● **CONSIGNAS DEL EJERCICIO**
**a.** Enumera las frases que, según la columna sobre la explosión en la escuela de Moreno, oyen los padres cooperadores como muestra de ese "falso entusiasmo de palabras".
**b.** Continúa la columna sobre la explosión en la escuela de Moreno a partir de su última oración.

Perfil (Sabado)

La bomba en las palabras

- RAFAEL SPREGELBUR­D

Las catástrofe­s delatan con su luz la brecha enorme entre las palabras y las cosas. El jueves, una garrafa explotó en una escuela de Moreno. Mató al portero y a la vicedirect­ora. Todas las escuelas públicas viven en estado permanente de catástrofe, porque desde los Consejos, Indaltec o el Gobierno se reemplaza con palabras lo que son cosas de una concreción aplastante y una urgencia explosiva.

A los padres de los niños que se cobijan como pueden en estas escuelas nos es difícil desentraña­r en qué parte de esas palabras se ha perdido la razón. Las directoras de escuela suelen ser designadas por un sistema que las usa de escudos de una política insostenib­le: la del abandono. Los padres cooperador­es chocamos con ese falso entusiasmo de palabras: dennos más tiempo, se están tomando medidas, no clausuremo­s la escuela. Hasta que la bomba explota.

● **FRAGMENTOS DE ENTRADAS**
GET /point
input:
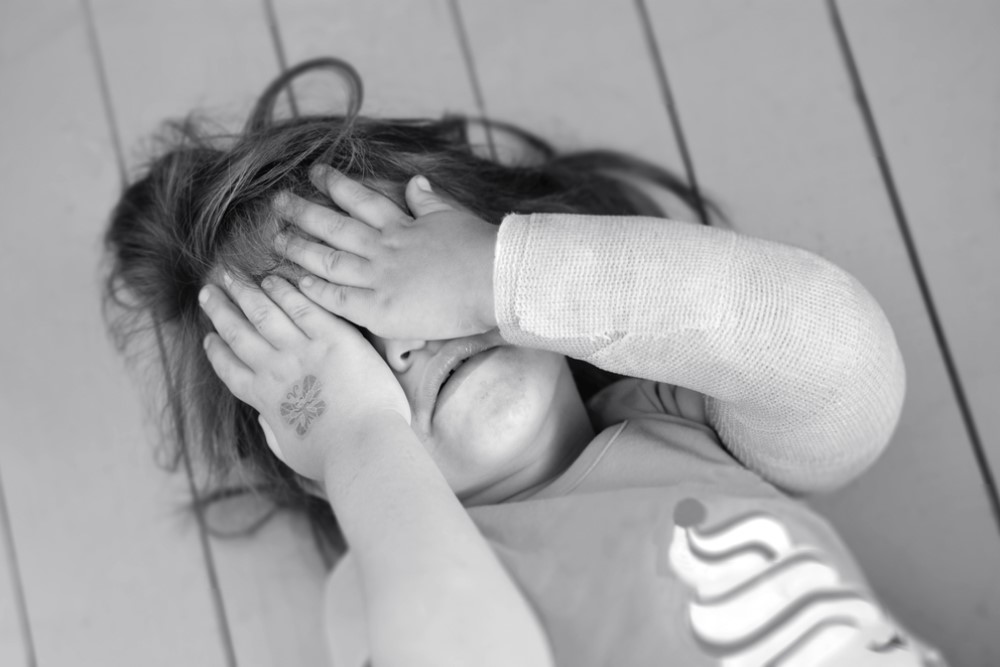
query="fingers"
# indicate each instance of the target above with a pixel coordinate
(336, 266)
(339, 231)
(266, 317)
(350, 303)
(422, 200)
(306, 314)
(359, 201)
(234, 329)
(233, 372)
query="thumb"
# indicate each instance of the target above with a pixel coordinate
(421, 200)
(272, 441)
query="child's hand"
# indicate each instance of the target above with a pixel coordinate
(430, 278)
(313, 377)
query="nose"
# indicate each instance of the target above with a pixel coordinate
(398, 353)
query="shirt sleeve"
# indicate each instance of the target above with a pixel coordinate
(803, 378)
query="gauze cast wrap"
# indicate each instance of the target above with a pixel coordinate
(803, 377)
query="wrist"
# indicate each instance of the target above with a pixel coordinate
(362, 442)
(486, 303)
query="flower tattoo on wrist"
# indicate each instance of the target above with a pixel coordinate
(304, 405)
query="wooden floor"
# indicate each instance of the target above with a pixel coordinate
(98, 566)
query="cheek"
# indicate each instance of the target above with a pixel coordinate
(500, 418)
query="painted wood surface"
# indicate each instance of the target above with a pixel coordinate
(773, 125)
(112, 577)
(114, 573)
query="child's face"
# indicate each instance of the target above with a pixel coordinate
(516, 420)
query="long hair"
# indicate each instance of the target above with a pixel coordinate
(203, 203)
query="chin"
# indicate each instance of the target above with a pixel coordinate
(501, 421)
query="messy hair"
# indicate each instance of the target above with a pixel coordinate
(203, 204)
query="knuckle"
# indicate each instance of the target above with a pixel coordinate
(229, 333)
(333, 226)
(332, 260)
(259, 316)
(300, 311)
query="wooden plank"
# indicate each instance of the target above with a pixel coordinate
(407, 53)
(15, 641)
(581, 79)
(772, 125)
(110, 577)
(931, 78)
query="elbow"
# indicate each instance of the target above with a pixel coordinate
(857, 426)
(843, 384)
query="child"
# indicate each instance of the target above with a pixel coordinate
(646, 523)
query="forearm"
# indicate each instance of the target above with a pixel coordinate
(435, 592)
(804, 378)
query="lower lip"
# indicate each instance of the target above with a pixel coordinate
(460, 376)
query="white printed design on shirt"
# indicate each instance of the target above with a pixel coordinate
(761, 600)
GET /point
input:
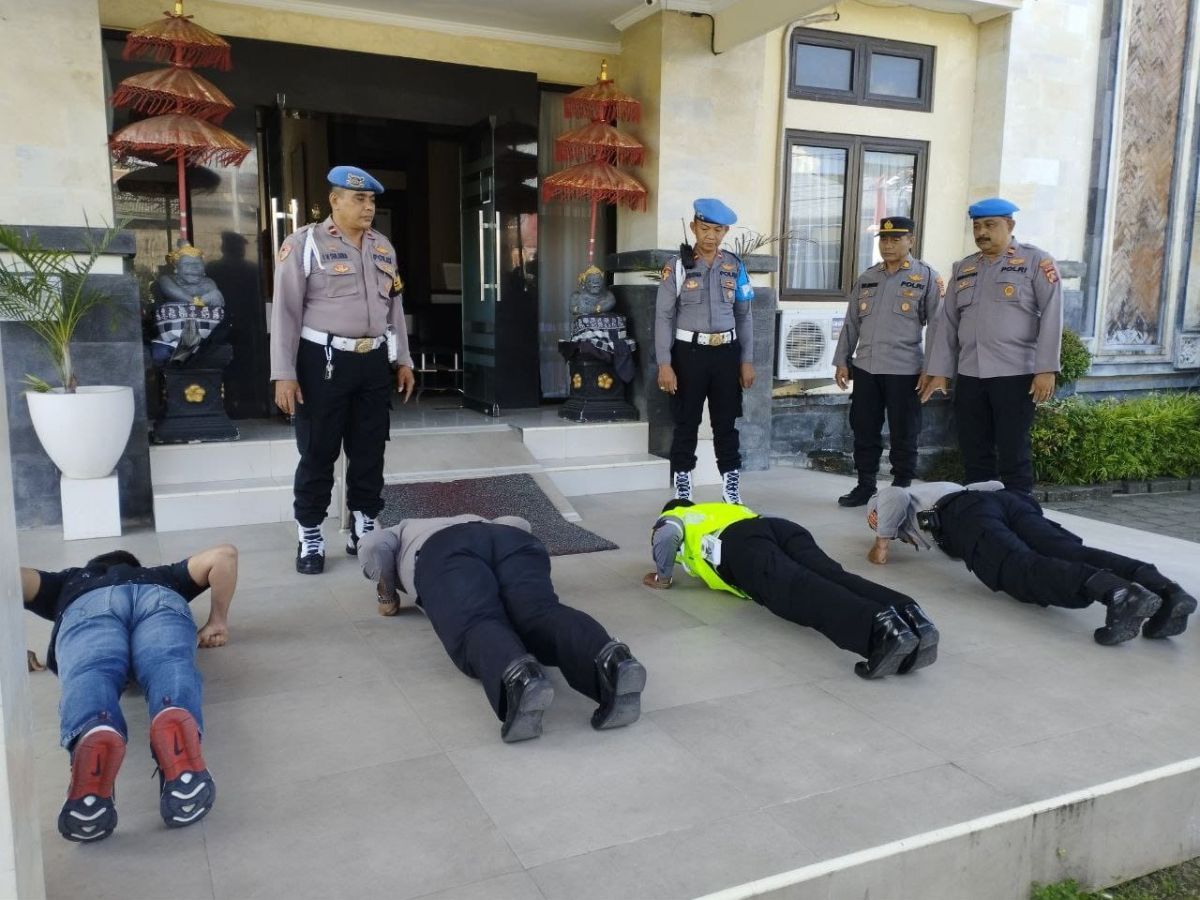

● **RESPUESTAS DEL EJERCICIO**
**a.**
- dennos más tiempo
- se están tomando medidas
- no clausuremos la escuela

**b.**
Ayer, los integrante­s de la comunidad del jardín Margarita Ravioli tomamos la calle. Nuestros hijos están sin gas por la desidia de dos años de promesas. Indaltec también retiró un tanque de agua y lo reemplazó por una bomba que fue destruyend­o los baños, una bomba a presión para succionarl­e el agua a Caballito, agua que, como todo el mundo sabe, se acaba por la construcci­ón desregulad­a de cientos de torres. No hay cosas –desde hace dos años catastrófi­cos– para ninguno de los demás reclamos de los padres, preocupaci­ones todas muy reales acerca del estado de las cosas.

Luz Rodríguez Carranza me recuerda en un artículo sobre la angustia que Jacques-Alain Miller propone una clínica universal del delirio que admita que la angustia surge de la desaparici­ón de la ley. Esta clínica de una razón partida debe empezar por entender que todos nuestros discursos son solo defensas contra lo real. La clínica lacaniana es irónica, dice Miller: a diferencia del humor freudiano, que se burla del que no se adapta a las reglas sociales, la ironía desmantela precisamen­te esas reglas internaliz­adas en el inconscien­te, el “Otro”. El sujeto descubre que ese Otro no sabe nada, que el lazo social es una estafa, que no hay discurso que no sea del semblante. Hasta que una garrafa te lanza muerto contra la casa de enfrente, contra el vecino, contra el Otro, que vaya uno a saber si ha votado o no por este sistema insostenib­le.